[Dataset entries]
_ _ _ _ _ _ _
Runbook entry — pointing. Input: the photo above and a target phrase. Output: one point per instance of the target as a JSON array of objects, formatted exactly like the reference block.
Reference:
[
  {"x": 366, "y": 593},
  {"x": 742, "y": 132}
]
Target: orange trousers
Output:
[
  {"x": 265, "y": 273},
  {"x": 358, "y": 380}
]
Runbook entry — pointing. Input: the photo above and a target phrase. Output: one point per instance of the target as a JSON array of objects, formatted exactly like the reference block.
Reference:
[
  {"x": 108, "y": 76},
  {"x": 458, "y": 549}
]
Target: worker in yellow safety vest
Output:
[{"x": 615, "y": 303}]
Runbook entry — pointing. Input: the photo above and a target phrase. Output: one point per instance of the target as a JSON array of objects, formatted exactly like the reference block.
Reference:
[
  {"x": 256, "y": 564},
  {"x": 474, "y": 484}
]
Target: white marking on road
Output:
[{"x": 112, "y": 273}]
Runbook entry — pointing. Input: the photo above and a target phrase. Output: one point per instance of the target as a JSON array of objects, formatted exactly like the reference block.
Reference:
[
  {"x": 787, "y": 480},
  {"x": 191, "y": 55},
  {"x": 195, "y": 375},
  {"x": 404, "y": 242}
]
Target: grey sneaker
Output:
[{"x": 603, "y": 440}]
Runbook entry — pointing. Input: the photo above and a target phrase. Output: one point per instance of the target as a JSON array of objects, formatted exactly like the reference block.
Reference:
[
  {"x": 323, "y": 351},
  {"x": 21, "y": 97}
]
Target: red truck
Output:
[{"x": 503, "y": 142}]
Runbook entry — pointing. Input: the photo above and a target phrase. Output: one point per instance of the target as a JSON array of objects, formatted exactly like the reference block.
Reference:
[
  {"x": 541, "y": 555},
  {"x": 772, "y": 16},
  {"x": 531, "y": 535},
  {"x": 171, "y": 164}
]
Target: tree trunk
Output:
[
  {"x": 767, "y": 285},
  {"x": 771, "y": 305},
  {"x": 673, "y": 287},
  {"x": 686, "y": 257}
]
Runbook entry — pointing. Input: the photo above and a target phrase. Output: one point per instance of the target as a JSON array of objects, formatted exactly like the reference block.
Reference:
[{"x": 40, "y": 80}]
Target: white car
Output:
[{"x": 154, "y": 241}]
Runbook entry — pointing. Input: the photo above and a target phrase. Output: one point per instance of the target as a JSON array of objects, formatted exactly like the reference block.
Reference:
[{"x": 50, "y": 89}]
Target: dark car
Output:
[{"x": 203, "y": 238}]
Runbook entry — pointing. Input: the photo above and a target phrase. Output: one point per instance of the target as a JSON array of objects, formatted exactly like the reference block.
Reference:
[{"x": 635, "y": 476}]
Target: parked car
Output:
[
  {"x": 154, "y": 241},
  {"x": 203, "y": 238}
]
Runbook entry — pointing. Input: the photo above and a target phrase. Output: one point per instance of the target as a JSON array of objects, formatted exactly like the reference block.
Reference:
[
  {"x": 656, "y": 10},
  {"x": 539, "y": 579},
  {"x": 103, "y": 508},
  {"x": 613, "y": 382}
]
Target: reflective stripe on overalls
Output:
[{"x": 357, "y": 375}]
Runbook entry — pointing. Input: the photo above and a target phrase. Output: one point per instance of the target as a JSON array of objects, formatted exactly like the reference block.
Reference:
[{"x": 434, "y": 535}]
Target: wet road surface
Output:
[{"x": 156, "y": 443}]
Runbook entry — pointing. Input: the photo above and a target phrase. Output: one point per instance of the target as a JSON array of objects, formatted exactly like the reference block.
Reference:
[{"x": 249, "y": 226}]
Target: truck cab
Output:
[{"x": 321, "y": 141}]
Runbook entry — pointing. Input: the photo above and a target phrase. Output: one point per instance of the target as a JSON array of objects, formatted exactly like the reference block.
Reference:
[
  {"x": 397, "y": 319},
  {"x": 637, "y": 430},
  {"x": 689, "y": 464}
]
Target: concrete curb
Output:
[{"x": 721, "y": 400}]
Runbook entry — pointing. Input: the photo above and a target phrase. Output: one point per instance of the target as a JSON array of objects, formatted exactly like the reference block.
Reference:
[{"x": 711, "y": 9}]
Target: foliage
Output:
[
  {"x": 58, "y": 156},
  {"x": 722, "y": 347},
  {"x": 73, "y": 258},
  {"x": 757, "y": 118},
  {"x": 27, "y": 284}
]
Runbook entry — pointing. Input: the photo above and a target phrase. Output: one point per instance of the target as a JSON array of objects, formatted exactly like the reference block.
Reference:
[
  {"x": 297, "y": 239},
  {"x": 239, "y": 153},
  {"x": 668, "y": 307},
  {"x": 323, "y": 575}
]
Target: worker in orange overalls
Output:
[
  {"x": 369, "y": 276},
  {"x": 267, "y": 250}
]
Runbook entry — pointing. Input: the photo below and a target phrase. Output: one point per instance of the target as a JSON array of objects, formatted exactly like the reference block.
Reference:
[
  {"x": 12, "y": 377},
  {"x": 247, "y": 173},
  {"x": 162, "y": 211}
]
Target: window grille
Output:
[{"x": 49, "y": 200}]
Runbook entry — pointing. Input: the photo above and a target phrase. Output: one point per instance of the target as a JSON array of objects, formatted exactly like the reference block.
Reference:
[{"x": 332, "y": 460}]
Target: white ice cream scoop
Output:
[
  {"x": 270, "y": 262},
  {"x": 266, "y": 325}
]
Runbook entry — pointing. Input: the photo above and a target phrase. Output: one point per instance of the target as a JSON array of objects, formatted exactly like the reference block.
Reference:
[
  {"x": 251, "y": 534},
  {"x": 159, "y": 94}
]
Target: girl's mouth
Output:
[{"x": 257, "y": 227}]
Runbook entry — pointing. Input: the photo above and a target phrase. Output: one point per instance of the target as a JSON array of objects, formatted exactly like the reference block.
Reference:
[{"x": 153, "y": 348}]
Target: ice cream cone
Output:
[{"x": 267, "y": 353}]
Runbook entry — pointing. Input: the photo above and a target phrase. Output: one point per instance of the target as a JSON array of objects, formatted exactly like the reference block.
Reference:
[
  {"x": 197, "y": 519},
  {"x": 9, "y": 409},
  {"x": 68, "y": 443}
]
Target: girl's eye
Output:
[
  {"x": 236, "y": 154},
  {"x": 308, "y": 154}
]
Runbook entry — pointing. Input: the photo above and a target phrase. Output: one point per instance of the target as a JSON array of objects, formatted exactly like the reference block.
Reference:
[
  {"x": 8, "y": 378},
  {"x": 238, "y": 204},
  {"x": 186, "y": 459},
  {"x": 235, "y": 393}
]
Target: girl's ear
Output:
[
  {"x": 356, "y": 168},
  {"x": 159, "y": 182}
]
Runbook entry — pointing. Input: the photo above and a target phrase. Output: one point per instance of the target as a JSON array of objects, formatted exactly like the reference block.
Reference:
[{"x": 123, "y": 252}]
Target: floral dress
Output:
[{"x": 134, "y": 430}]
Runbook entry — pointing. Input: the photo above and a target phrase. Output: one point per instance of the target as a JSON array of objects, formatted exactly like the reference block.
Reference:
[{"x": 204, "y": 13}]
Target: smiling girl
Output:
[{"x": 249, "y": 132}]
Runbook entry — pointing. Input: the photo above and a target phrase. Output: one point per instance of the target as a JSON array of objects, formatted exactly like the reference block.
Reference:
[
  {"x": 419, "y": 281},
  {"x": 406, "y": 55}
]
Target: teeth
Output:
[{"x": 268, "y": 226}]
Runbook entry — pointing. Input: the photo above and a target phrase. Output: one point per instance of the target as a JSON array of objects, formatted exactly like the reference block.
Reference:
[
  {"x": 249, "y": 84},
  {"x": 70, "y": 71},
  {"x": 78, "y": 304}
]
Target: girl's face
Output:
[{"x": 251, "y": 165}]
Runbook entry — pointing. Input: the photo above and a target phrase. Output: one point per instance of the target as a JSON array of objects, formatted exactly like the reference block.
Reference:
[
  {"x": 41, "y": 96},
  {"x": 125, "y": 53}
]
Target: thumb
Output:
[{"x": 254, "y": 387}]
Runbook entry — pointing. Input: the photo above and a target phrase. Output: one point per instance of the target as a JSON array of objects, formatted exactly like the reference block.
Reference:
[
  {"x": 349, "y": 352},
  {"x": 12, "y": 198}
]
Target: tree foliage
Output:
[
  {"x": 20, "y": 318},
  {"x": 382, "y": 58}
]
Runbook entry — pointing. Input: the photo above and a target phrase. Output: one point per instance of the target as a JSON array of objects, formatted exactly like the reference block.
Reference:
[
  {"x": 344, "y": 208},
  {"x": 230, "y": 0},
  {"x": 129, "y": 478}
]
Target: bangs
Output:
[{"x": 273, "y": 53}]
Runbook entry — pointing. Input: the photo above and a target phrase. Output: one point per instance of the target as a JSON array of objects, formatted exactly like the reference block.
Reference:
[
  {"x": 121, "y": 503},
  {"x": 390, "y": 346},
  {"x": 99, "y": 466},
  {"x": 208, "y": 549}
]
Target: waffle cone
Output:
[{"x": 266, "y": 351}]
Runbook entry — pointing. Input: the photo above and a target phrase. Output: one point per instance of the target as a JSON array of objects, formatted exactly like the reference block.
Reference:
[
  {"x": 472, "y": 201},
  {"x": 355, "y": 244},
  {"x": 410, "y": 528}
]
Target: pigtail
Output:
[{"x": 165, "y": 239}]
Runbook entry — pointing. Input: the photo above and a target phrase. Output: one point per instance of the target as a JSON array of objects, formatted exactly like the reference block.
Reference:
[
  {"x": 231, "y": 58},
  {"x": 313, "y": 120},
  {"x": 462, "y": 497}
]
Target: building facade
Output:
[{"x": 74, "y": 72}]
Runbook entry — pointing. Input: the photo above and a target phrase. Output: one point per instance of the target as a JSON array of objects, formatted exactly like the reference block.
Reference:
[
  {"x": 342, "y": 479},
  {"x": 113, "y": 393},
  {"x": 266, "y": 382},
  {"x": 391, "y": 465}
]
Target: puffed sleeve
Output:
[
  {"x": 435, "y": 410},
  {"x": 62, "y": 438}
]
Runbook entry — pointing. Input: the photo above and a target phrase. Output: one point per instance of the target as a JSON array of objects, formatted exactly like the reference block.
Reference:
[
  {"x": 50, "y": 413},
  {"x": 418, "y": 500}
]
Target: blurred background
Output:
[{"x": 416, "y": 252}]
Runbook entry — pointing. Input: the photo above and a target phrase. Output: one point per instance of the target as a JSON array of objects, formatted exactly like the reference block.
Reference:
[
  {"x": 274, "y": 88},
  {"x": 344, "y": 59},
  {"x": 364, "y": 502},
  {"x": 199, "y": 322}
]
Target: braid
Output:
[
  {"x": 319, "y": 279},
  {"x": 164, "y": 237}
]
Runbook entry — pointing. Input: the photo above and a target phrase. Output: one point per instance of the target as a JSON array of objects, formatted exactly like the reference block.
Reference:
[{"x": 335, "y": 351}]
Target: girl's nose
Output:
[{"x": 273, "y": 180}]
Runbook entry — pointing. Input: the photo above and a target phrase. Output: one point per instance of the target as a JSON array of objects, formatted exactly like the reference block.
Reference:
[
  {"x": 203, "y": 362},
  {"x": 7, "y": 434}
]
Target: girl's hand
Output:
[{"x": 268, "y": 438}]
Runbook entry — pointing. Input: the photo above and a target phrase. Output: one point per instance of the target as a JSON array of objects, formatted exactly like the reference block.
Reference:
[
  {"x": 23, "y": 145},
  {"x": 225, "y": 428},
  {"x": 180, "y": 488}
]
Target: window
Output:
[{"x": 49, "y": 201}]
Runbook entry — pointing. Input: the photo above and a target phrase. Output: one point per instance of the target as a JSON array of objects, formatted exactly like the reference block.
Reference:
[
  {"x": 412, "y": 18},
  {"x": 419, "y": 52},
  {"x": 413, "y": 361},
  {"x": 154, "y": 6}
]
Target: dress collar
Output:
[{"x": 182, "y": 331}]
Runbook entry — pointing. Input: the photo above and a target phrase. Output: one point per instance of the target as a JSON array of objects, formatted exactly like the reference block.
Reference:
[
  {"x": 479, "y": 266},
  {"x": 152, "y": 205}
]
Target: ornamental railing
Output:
_ _ _ _ _ _ _
*YOUR TASK*
Go through the records line by line and give the number of lines with the string "dress" in them, stating nothing else.

*TASK RESPONSE*
2